## Goal
Can you put the records below, starting at the line containing "Locate the white globe" and ending at the line containing "x=204 y=159", into a two-column CSV with the columns input and output, one row per record? Each field should be quoted, with line breaks replaced by spaces.

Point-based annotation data
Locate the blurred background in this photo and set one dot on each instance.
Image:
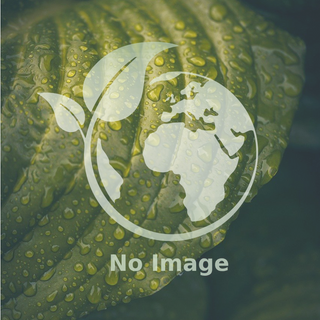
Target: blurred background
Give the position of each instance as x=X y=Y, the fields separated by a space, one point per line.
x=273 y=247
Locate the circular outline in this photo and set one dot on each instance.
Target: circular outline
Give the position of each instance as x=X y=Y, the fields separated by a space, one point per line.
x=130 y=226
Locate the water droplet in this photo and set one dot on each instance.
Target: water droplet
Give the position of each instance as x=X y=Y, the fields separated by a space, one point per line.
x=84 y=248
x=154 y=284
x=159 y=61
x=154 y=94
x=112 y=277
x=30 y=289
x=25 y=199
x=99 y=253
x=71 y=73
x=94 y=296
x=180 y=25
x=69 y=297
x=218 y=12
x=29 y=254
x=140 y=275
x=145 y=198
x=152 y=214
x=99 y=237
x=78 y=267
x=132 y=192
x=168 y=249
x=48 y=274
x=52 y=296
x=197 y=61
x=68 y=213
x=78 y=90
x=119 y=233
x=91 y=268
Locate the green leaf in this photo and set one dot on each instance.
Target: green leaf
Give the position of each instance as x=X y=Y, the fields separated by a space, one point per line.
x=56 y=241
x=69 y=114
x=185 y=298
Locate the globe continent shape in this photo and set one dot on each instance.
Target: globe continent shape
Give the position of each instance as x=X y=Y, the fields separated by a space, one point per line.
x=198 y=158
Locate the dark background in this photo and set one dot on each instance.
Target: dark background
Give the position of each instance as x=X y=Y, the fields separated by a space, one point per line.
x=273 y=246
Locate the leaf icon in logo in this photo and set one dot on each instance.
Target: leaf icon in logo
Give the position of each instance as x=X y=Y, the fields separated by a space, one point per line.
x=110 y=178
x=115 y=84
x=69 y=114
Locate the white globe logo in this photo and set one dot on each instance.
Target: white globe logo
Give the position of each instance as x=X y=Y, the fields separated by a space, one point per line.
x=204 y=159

...

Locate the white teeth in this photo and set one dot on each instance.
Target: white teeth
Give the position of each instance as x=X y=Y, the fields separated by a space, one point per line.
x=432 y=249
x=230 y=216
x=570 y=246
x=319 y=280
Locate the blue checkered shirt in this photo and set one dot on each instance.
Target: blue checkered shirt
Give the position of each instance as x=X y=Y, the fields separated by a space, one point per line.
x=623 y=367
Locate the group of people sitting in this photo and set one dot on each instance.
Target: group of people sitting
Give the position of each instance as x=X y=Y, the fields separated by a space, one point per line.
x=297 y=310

==

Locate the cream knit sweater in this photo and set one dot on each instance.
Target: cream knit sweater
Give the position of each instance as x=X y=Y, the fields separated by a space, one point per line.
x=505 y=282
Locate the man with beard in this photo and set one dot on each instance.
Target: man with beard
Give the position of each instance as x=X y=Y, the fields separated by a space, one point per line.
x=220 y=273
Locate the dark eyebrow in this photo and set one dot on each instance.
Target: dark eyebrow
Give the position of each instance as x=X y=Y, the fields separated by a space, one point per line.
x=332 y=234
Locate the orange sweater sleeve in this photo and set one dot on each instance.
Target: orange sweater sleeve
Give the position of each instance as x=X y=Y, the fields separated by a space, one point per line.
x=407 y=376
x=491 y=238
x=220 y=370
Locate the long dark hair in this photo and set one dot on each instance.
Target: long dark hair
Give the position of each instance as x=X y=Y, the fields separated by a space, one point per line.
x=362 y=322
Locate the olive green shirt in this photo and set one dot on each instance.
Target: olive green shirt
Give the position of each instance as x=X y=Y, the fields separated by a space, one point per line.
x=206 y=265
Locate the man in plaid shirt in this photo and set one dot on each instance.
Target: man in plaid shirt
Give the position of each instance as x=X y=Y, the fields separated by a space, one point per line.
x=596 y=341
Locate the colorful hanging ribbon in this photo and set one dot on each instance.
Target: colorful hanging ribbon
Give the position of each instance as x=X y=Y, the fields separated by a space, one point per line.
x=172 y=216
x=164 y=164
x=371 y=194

## Answer to the problem
input,output
"Locate the white globe logo in this photo and set one dot on each instance. Target: white globe logo Give the position of each instance as x=X y=Y, the fields separated by a space, one point per line.","x=204 y=159"